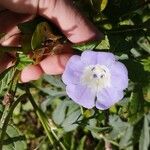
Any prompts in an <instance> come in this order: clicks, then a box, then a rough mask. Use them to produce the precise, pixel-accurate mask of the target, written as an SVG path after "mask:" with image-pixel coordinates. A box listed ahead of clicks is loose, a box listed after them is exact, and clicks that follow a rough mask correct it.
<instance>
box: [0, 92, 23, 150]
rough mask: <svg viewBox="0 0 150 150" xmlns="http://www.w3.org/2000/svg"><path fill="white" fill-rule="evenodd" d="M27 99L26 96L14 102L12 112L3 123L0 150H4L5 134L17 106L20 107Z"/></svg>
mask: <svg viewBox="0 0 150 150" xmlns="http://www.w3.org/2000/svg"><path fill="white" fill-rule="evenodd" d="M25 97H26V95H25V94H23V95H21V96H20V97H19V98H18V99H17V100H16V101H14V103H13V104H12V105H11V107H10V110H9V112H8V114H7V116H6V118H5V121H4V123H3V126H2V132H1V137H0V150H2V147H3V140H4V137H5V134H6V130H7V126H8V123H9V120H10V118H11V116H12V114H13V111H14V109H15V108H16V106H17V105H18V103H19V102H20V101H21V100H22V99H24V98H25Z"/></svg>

==========

ACTION ITEM
In your answer, repeat the material above in full, exactly, and without its pictures.

OUTPUT BELOW
Any prompts in an <instance> come in this order: clicks, then a box, then a rough mask. Use them to produce the precise, pixel-accurate mask of the target, written as an SVG path after "mask:" with image-pixel coordinates. A box listed ahead of clicks is loose, a box listed after them is exact, and clicks that follow a rough mask correct it.
<instance>
box: [0, 92, 23, 150]
rough mask: <svg viewBox="0 0 150 150" xmlns="http://www.w3.org/2000/svg"><path fill="white" fill-rule="evenodd" d="M27 99L26 96L14 102L12 112L3 123L0 150H4L5 134L17 106L20 107Z"/></svg>
mask: <svg viewBox="0 0 150 150" xmlns="http://www.w3.org/2000/svg"><path fill="white" fill-rule="evenodd" d="M25 97H26V95H25V94H23V95H21V96H20V97H19V98H18V99H17V100H16V101H14V103H13V104H12V105H11V107H10V110H9V112H8V114H7V116H6V118H5V121H4V123H3V126H2V132H1V137H0V150H2V147H3V140H4V137H5V134H6V130H7V126H8V123H9V120H10V118H11V116H12V114H13V111H14V109H15V108H16V106H17V105H18V103H19V102H20V101H21V100H22V99H24V98H25Z"/></svg>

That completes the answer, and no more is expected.